• _Latihan Tertulis 1_:
Menurut teks tentang intervensi AS di Vietnam, dari tahun berapa sampai tahun berapa perang Vietnam berlangsung?
• _Latihan Tertulis 2_:
Tuliskan lanjutan teks tentang sejarah intervensi AS di Vietnam, mulai dari kalimat terakhirnya.

----- Teks Kutipan -----

Beranda » Sejarah Intervensi AS: Ada Minyak, di Balik “Perang-Perangan” Vietnam (1)

Sejarah Intervensi AS: Ada Minyak, di Balik “Perang-Perangan” Vietnam (1)



Pernah menonton Film Rambo, seorang veteran prajurit Amerika yang dianggap pahlawan gagah berani dalam perang Vietnam? Film yang dibintangi oleh aktor Silverster Stallone itu dianggap sebagai bagian dari upaya Amerika untuk menutupi kekalahan prajurit Amerika dalam perang Vietnam yang berkepanjangan (1955-1975). Benarkah tentara AS memang “kalah”?

----- Entri Data -----

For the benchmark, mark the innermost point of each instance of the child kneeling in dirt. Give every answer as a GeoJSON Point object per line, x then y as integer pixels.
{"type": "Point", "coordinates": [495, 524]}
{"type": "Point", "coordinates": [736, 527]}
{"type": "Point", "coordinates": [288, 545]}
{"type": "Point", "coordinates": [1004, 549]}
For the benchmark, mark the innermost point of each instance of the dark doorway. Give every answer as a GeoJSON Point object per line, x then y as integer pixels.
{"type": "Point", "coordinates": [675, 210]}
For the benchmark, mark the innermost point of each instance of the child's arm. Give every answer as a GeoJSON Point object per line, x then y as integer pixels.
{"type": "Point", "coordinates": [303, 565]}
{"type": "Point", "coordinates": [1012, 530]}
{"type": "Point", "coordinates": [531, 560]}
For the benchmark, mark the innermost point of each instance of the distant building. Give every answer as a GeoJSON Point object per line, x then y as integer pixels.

-----

• _Hasil 1_:
Dari tahun 1955 sampai 1975.

• _Hasil 2_:
Adalah menarik tulisan Marshall Douglas Smith (2005) yang berjudul Black Gold Hot Gold. Seorang profesional dan praktisi bisnis perminyakan di AS ini menyebutkan bahwa perang Vietnam sebenarnya hanyalah “perang-perangan” yang sengaja dibuat untuk menutupi kepentingan bisnis minyak di sepanjang lepas pantai Vietnam, atau Laut Cina Selatan. Menurutnya, perang vietnam adalah perang yang sengaja tidak untuk dimenangkan. Mengapa? Karena, tujuannya memang bukan untuk kemenangan perang, namun sekedar untuk mengelabui kegiatan survei kandungan minyak di lepas pantai Vietnam.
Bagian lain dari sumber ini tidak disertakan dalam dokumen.